▶ _What this task involves_: Within the listing below, the lines containing "green" are to be counted. Give the number only.

■ ■ ■

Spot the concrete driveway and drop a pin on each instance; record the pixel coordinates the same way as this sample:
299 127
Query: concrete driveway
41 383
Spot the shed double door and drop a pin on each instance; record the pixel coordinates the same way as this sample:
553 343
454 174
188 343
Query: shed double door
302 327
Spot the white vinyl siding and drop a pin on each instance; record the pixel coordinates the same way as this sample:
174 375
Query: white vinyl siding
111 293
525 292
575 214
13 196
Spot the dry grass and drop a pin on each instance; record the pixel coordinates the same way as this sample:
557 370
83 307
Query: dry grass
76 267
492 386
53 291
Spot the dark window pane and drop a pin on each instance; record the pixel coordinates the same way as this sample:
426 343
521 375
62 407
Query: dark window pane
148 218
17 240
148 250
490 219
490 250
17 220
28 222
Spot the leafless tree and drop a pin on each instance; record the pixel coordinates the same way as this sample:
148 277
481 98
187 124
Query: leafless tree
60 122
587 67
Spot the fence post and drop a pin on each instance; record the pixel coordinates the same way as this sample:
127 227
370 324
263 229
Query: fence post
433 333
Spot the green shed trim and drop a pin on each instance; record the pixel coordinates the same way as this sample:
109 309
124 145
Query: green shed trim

■ ■ ■

▶ _Completed exercise_: 2